▶ [Task goal] Every line below that mentions the word "yellow" should be copied out.

-------- Data to use --------

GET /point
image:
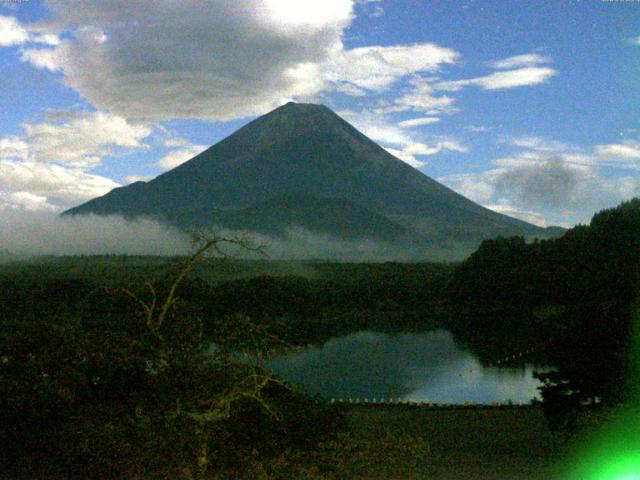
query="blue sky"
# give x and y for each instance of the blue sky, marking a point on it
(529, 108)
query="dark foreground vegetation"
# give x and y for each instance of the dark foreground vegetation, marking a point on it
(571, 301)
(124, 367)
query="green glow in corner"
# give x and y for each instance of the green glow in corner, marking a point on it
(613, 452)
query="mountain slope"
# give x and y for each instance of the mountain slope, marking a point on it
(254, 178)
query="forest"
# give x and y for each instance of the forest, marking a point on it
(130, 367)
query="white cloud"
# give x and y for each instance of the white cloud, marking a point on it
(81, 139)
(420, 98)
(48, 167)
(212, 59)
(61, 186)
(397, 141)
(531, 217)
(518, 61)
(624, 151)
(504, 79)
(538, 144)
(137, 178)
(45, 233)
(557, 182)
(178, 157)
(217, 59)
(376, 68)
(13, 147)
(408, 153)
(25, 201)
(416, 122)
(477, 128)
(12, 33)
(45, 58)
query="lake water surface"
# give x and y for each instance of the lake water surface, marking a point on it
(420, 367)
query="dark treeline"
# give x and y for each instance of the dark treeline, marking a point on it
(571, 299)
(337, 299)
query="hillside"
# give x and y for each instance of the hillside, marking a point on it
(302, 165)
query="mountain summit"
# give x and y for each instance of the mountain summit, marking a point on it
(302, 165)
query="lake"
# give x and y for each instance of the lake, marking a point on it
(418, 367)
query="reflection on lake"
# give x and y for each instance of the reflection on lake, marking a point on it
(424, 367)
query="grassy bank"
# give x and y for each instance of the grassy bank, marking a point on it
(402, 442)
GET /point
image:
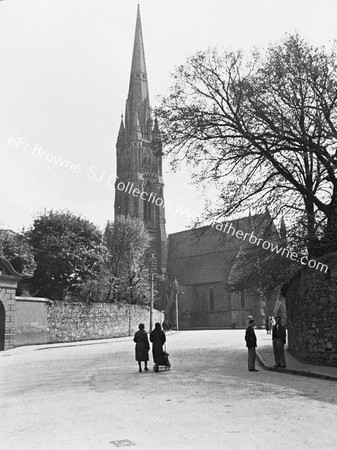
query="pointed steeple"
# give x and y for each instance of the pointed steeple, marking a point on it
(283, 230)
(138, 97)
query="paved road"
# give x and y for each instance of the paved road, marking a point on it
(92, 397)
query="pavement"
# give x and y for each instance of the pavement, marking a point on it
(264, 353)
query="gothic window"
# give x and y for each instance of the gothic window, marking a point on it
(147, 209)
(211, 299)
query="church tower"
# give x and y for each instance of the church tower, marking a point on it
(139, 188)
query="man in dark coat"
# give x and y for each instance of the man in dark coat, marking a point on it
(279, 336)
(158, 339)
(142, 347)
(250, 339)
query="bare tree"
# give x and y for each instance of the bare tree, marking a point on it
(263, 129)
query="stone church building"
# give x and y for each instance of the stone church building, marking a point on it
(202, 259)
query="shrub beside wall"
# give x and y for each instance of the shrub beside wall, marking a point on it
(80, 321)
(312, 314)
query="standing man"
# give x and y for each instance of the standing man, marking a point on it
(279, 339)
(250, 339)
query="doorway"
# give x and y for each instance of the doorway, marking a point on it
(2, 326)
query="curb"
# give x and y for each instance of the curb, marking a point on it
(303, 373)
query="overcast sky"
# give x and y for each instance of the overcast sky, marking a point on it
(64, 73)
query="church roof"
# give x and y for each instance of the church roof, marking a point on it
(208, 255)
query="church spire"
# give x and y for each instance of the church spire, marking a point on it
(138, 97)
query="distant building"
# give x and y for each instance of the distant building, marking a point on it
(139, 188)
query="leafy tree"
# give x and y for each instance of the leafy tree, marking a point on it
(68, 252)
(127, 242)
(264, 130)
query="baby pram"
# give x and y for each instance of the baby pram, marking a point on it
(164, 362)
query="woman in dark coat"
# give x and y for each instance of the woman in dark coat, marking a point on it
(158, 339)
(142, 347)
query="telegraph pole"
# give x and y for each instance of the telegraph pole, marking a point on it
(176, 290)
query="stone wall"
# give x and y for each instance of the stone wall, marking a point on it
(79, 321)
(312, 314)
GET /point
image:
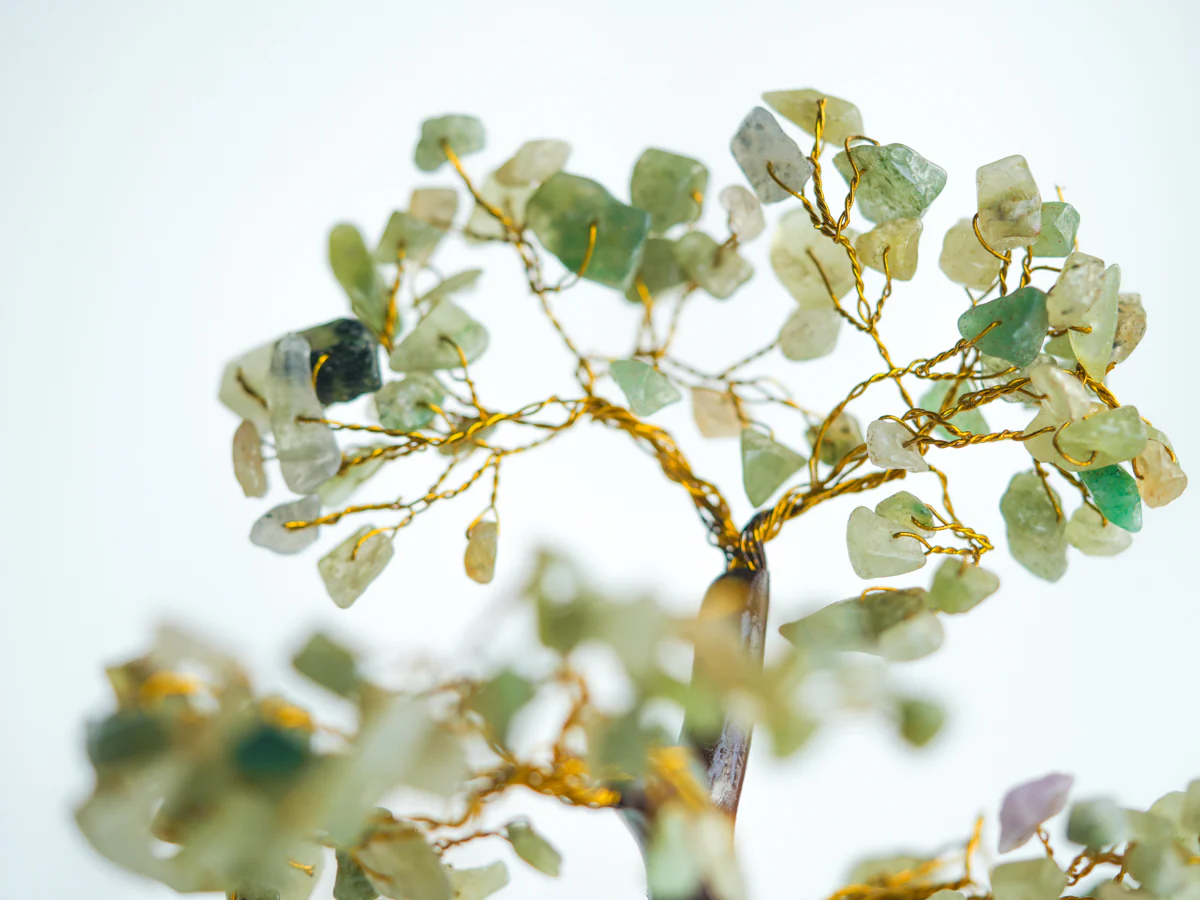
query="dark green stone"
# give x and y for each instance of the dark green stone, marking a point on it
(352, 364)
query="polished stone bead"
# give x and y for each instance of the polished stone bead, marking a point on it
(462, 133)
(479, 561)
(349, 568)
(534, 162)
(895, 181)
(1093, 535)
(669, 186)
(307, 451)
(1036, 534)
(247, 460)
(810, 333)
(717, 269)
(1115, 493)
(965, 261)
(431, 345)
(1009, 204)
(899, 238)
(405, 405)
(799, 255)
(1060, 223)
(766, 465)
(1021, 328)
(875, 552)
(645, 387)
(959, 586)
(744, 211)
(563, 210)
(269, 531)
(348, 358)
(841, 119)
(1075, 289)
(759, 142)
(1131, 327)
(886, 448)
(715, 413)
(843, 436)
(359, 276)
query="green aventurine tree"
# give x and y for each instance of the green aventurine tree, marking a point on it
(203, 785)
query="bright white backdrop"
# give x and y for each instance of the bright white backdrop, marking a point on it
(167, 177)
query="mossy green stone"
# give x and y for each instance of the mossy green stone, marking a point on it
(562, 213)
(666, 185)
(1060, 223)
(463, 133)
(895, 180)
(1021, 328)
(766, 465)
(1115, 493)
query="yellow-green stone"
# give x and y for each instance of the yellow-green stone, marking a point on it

--------
-------- Data to use --------

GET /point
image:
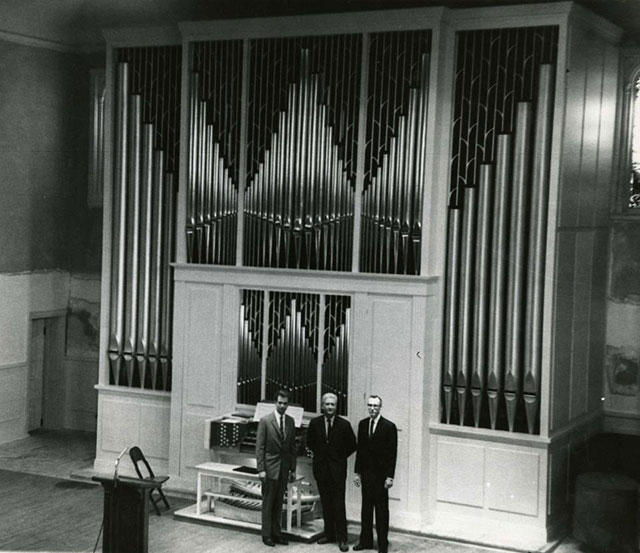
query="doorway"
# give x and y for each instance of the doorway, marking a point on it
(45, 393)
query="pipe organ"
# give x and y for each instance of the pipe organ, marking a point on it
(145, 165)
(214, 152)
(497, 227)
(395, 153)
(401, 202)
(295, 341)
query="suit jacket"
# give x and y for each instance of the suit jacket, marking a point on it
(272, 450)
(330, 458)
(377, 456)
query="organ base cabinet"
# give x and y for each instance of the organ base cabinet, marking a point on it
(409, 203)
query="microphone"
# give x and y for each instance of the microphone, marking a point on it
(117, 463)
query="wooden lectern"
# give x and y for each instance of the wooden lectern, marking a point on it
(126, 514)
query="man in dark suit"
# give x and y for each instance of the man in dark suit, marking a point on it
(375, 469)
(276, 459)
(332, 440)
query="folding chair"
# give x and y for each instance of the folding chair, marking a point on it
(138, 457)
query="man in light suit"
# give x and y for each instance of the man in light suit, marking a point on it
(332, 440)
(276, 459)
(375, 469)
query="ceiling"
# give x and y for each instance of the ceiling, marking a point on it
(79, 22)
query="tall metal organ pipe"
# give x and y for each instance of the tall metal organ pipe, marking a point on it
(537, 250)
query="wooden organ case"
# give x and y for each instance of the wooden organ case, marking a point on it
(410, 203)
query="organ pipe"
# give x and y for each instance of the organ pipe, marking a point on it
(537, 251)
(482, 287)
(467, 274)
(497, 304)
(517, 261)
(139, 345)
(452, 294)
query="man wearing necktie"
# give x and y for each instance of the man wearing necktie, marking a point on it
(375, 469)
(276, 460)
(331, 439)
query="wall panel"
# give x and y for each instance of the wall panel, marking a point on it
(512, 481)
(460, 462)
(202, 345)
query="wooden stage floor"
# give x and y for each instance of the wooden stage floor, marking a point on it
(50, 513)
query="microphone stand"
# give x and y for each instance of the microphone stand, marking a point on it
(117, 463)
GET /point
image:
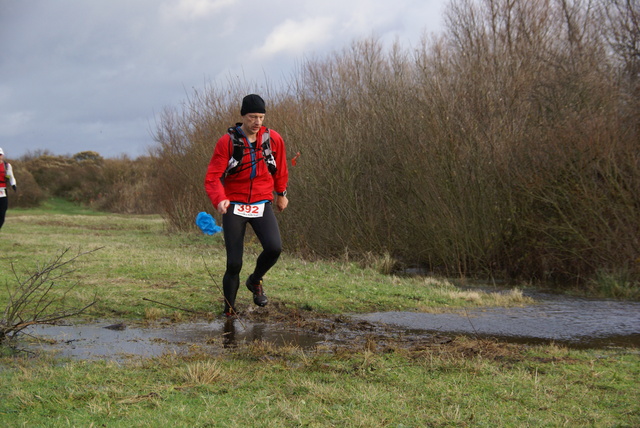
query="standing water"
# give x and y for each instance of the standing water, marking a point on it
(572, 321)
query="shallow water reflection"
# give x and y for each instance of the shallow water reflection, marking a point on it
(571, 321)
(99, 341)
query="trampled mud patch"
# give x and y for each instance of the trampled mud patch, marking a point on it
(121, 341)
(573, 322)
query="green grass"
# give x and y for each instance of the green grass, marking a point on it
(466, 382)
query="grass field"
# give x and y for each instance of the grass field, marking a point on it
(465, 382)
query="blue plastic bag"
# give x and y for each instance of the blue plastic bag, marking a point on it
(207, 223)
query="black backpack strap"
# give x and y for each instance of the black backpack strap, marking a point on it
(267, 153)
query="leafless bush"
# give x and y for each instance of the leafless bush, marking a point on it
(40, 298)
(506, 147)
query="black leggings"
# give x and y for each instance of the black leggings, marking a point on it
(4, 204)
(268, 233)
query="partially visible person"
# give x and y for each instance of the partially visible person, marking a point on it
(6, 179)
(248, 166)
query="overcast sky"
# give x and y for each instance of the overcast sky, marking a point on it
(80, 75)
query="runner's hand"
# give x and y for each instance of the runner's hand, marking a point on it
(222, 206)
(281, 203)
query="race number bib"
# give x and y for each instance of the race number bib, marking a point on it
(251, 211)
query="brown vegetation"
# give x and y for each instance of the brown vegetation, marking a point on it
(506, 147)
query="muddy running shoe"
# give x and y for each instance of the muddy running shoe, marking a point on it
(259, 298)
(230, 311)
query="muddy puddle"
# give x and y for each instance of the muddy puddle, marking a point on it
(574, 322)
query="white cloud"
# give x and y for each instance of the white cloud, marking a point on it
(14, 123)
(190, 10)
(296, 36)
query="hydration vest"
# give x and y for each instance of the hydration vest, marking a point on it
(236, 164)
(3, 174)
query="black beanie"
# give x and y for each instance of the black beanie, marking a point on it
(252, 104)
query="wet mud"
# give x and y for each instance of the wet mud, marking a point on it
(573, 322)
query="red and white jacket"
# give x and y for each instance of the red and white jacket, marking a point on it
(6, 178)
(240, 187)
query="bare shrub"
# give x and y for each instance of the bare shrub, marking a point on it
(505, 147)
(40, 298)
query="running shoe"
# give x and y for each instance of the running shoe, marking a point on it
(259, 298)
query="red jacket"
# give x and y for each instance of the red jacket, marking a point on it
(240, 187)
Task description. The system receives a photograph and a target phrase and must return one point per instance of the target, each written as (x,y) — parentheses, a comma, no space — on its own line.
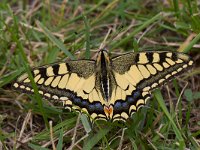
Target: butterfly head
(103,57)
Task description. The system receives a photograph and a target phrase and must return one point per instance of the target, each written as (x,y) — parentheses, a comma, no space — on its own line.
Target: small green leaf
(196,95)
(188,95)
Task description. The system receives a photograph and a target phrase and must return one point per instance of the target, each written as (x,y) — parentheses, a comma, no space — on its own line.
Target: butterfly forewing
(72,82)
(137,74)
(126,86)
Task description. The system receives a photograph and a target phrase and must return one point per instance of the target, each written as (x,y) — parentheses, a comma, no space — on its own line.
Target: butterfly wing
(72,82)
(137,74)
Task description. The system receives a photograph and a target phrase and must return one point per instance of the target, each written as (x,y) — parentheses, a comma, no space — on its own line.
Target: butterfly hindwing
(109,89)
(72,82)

--------

▶ [Output of the task]
query="yellow-green stone"
# give x and y for each instance of the yellow-green stone, marking a point on it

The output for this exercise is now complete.